:: 原文 ::

では、ここからはRubyエンジニアで仕事をしていく上で必要となるスキルを解説していきます。
  • ITインフラへの理解
  • フロントエンドスキル
  • UI・UXの知識

ITインフラへの理解

Rubyエンジニアには、ITインフラ関する深い理解が不可欠です。現代のウェブ開発では、アプリケーションの動作だけでなく、その裏にあるネットワークやデータベース、サーバーOSインフラストラクチャも重要です。このため、サーバーのセットアップや管理、データベースの基本的な操作、ネットワークの仕組みなど、ITインフラストラクチャの概念に精通している必要があります。また、クラウドサービスの利用やコンテナ技術の理解など、新たな技術の動向にも敏感であることが求められます。

フロントエンドスキル

バックエンドの開発において、Rubyで実装が難しい箇所がある場合、フロントエンド開発が特に重要になります。このため、HTML、CSS、JavaScriptなどの基本的なWebテクノロジーに加えて、フロントエンドフレームワークやライブラリの活用、レスポンシブデザインの考慮など、幅広いスキルが求められます。

UI・UXの知識

Rubyエンジニアは、UI(ユーザーインターフェイス)とUX(ユーザーエクスペリエンス)の基本的な概念について深い理解を持っている必要があります。アプリケーションの成功には、利用者の立場におけるユーザビリティや使いやすさが不可欠です。そのため、サイトの構成や、デザインをはじめとした適切なUIデザインとUX設計が重要です。

このためには、ユーザー調査やテスト、プロトタイピングなどのUI・UX設計プロセスに精通していることが求められます。

認定資格は存在する?

Ruby技術者認定試験とは、Rubyをベースとしたシステムの設計、開発、運用に従事するエンジニアや、Rubyを用いてシステムの提案を行うコンサルタント、Rubyの指導や学習を行う講師、そしてRubyを学ぶ学生など、幅広いフィールドを対象としています。この試験は、Ruby技術者の能力を客観的に評価し、高度なRubyベースのシステム開発能力を認定することを目的としています。

:::
:: データ行 ::

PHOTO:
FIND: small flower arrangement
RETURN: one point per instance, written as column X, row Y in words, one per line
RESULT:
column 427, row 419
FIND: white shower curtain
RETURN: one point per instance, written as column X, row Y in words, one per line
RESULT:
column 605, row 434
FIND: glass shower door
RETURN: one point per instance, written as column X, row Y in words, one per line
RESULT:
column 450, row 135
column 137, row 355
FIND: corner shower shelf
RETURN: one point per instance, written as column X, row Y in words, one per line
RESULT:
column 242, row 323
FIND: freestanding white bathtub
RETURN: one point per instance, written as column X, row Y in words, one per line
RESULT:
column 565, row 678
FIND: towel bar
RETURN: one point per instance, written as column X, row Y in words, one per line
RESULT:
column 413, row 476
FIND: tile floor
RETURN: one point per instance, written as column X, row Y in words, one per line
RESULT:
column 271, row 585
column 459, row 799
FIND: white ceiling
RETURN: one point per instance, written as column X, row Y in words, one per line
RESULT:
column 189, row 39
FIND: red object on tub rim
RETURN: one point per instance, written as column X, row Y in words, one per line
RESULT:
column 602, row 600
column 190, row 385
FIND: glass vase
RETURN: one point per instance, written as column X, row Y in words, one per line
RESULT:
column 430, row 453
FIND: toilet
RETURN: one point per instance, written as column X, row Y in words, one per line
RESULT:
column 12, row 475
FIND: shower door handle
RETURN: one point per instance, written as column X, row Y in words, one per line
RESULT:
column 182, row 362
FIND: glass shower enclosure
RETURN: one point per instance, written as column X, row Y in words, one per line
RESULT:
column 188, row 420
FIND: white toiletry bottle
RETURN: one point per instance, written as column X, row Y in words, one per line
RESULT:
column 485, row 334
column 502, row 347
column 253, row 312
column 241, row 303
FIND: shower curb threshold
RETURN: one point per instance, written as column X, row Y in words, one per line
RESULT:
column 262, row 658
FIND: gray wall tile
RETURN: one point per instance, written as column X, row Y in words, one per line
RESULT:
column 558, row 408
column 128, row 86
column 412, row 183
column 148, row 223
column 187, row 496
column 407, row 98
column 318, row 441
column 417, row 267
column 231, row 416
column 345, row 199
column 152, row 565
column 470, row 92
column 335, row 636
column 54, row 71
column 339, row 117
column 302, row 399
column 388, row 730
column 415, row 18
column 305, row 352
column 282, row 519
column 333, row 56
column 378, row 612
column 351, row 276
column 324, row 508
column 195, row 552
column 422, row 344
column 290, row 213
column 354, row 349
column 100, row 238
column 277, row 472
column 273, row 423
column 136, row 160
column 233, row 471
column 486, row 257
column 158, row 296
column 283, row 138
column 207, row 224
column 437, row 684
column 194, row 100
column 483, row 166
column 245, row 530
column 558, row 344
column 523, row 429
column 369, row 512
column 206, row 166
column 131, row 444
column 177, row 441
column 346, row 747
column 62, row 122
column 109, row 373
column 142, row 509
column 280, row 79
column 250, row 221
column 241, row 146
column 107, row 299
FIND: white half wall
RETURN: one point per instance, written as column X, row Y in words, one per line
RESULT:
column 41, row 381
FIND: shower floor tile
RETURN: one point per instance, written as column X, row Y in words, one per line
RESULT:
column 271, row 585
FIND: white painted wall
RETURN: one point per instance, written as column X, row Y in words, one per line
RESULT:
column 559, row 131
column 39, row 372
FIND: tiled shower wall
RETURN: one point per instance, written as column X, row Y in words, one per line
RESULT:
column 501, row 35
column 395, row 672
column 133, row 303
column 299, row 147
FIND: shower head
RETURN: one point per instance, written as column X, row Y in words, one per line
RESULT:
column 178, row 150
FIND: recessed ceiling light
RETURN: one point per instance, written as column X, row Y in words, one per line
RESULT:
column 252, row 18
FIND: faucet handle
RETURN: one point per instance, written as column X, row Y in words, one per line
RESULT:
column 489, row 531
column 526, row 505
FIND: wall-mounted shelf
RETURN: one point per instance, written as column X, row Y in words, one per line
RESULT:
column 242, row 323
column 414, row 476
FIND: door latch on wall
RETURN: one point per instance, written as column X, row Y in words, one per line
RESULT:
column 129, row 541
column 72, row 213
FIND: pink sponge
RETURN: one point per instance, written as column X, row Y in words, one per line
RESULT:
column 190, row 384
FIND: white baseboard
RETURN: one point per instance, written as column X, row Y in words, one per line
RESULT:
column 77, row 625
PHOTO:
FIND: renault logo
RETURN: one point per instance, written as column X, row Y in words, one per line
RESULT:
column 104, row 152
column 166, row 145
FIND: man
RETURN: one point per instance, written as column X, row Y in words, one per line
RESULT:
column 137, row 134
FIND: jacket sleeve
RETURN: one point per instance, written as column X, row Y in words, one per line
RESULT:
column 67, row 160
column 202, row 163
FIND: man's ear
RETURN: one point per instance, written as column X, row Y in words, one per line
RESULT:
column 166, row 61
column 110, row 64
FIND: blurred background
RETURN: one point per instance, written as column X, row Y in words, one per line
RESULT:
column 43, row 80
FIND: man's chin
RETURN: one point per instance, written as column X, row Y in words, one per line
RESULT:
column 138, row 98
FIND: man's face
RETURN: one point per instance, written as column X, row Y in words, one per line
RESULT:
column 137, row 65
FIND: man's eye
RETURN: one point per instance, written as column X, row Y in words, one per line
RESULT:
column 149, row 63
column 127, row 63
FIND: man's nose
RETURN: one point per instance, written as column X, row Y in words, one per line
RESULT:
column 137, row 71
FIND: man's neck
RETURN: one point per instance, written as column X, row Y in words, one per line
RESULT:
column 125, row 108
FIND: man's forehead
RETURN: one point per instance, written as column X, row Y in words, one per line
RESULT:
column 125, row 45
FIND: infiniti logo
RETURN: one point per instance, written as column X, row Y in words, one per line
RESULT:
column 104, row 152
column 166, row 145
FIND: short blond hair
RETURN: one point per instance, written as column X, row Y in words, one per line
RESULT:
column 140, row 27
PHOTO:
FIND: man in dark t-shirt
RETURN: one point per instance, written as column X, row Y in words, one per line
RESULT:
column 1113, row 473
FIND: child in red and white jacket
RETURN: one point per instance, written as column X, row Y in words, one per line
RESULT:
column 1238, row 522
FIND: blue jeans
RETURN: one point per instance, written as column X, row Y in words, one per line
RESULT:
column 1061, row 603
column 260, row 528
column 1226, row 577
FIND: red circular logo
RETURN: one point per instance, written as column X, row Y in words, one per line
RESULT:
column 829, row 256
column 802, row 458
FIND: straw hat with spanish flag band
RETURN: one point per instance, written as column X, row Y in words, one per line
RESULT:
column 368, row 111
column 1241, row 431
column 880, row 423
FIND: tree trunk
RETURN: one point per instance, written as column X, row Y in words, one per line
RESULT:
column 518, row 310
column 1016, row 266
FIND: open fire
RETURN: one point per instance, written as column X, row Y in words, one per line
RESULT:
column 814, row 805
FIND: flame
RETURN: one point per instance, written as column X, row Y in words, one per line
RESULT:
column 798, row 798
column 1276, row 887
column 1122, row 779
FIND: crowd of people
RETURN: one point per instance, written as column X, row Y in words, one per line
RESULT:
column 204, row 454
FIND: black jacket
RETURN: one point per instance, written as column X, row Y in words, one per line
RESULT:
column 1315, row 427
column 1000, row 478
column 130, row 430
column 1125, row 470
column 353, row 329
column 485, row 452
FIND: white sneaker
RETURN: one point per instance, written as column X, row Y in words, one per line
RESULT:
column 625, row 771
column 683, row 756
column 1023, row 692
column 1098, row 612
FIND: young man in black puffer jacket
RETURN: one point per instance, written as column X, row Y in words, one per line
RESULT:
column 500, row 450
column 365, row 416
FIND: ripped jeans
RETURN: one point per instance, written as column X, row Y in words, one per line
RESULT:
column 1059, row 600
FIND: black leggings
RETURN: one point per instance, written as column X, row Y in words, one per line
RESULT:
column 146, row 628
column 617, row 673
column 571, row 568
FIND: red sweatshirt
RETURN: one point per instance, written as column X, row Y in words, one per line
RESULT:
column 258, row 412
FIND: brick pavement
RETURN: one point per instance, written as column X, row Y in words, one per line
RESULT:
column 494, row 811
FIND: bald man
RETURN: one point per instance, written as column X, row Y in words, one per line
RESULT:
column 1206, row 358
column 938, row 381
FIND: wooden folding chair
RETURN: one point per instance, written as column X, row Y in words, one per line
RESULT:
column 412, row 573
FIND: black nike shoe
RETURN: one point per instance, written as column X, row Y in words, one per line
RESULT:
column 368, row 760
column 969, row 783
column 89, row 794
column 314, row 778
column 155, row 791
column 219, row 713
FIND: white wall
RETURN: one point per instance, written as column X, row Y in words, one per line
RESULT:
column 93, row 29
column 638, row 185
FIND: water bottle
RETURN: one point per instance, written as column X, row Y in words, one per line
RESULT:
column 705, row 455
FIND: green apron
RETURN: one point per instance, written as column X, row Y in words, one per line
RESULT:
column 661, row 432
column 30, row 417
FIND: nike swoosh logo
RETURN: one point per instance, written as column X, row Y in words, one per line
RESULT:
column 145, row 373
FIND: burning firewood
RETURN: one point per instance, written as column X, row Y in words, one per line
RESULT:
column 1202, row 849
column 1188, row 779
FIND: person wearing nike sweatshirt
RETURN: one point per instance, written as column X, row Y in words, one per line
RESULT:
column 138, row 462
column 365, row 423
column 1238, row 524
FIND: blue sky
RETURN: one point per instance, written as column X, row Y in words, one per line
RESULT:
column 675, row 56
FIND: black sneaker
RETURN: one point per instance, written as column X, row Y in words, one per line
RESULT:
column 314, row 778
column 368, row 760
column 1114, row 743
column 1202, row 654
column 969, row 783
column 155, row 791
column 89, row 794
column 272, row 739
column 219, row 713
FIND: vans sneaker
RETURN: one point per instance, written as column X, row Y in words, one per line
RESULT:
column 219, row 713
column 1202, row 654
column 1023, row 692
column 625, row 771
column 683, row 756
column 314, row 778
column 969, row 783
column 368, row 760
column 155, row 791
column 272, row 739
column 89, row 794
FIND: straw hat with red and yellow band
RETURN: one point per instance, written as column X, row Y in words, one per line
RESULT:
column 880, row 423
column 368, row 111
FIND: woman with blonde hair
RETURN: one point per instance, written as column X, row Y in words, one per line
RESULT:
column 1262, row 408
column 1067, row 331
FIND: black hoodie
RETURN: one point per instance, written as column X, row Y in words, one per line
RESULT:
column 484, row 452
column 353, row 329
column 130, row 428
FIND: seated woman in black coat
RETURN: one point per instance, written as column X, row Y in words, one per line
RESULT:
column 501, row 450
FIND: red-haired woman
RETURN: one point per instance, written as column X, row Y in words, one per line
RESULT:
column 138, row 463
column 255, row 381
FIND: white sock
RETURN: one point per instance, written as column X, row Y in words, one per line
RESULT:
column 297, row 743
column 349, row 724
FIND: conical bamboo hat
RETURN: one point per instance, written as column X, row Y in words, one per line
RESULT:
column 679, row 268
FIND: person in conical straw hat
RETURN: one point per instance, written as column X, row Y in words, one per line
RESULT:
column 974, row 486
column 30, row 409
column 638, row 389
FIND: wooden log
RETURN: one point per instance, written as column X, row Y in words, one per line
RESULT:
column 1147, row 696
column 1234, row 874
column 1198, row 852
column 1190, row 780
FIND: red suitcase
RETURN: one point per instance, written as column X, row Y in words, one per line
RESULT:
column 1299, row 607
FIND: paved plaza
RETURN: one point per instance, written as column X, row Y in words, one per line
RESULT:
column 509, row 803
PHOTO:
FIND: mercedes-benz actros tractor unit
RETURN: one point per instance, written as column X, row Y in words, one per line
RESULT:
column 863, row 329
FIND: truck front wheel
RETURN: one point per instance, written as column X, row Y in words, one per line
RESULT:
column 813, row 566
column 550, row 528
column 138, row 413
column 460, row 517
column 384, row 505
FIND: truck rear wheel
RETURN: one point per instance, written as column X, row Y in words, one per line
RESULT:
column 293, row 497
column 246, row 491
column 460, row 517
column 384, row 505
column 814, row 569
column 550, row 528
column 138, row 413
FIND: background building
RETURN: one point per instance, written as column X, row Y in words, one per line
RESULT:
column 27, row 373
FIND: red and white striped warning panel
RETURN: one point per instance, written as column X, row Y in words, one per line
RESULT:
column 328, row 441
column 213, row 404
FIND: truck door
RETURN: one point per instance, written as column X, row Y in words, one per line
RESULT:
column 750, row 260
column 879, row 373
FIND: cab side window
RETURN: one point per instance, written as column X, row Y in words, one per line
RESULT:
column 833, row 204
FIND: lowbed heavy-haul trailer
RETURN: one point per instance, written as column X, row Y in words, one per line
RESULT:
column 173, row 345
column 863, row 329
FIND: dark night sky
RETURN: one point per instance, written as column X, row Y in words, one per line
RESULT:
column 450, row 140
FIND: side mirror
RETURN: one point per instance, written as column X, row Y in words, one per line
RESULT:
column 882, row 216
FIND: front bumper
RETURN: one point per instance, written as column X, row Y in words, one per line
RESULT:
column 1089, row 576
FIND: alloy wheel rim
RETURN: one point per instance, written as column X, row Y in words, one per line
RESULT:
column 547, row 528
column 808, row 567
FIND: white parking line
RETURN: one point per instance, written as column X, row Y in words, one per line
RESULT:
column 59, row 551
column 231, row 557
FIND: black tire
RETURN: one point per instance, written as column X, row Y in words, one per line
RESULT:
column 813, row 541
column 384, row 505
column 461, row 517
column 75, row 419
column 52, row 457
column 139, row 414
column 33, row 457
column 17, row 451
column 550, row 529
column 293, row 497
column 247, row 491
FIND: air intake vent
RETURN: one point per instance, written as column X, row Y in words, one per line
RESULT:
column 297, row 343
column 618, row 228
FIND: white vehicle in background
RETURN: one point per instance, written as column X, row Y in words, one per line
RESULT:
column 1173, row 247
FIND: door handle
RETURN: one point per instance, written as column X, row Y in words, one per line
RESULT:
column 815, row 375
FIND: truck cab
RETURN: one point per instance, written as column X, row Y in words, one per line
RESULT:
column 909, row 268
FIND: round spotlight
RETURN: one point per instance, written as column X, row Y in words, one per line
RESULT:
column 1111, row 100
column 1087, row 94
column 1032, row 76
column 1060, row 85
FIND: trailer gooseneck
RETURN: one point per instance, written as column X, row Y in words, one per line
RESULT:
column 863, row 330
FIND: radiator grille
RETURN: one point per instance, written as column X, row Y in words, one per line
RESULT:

:::

— 課題 —
1. エントリのうち「FIND: shower head」を含む行から「column 77, row 625」を含む行までを、「pink sponge」を「pink scrub sponge」に置き換え、それ以外は変えずに書き直してください。
2. Rubyエンジニアのスキルに関する文章の続きを、最後の文の後から書いてください。
Rubyエンジニアのスキルに関する文章とエントリは、互いに関係のない別々の資料です。

— 解答 —
1.
FIND: shower head
RETURN: one point per instance, written as column X, row Y in words, one per line
RESULT:
column 178, row 150
FIND: recessed ceiling light
RETURN: one point per instance, written as column X, row Y in words, one per line
RESULT:
column 252, row 18
FIND: faucet handle
RETURN: one point per instance, written as column X, row Y in words, one per line
RESULT:
column 489, row 531
column 526, row 505
FIND: wall-mounted shelf
RETURN: one point per instance, written as column X, row Y in words, one per line
RESULT:
column 242, row 323
column 414, row 476
FIND: door latch on wall
RETURN: one point per instance, written as column X, row Y in words, one per line
RESULT:
column 129, row 541
column 72, row 213
FIND: pink scrub sponge
RETURN: one point per instance, written as column X, row Y in words, one per line
RESULT:
column 190, row 384
FIND: white baseboard
RETURN: one point per instance, written as column X, row Y in words, one per line
RESULT:
column 77, row 625

2.
試験レベル:Silver

”Ruby認定資格Silver”

Ruby技術者認定試験のSilverレベルは、Rubyを使用してシステム開発を行う上で必要な基本的な知識とスキルを評価するレベルです。Silverレベルの試験は、Rubyプログラミング言語の文法から基礎的な理解や構文、クラスやオブジェクト指向プログラミングの概念、Rubyのライブラリやフレームワークの使用方法などに焦点を当てています。

試験レベル:Gold

”Ruby認定資格Gold”

Ruby技術者認定試験のGoldレベルは、Silverレベルをクリアしたエンジニアや開発者が、より高度なRubyプログラミングスキルとシステム設計能力を持っていることを証明するレベルです。Goldレベルの試験は、より複雑なプログラミング課題やシステムアーキテクチャの設計、アプリケーション設計におけるクラスやオブジェクトの知識などに焦点を当てています。

Rubyは将来性は低いのか

Rubyに対する将来性への懸念点

Rubyに対しては肯定的な意見も多い一方で、将来性について疑問符がつけられることもあります。その理由として、以下の点が挙げられます。

処理速度の遅さ

Rubyはインタプリタ式の言語であり、コンパイル式の言語に比べて処理速度が遅いという点があります。特に大規模な処理や高負荷なアプリケーションにおいては、処理速度の遅さが問題視されることがあります。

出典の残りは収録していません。